_LISTING_.
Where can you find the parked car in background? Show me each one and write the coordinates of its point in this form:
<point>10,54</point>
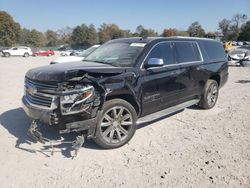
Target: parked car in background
<point>43,53</point>
<point>79,57</point>
<point>17,51</point>
<point>238,55</point>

_DIRECTIONS FOR THIS TASK_. Please reproduce the material above line for line, word for word, leaving out the pictures.

_OUTPUT_.
Where can you find the parked car in background? Show me each one and write the coordinates of its point in this form:
<point>10,54</point>
Target: parked car in background
<point>43,53</point>
<point>79,57</point>
<point>17,51</point>
<point>238,55</point>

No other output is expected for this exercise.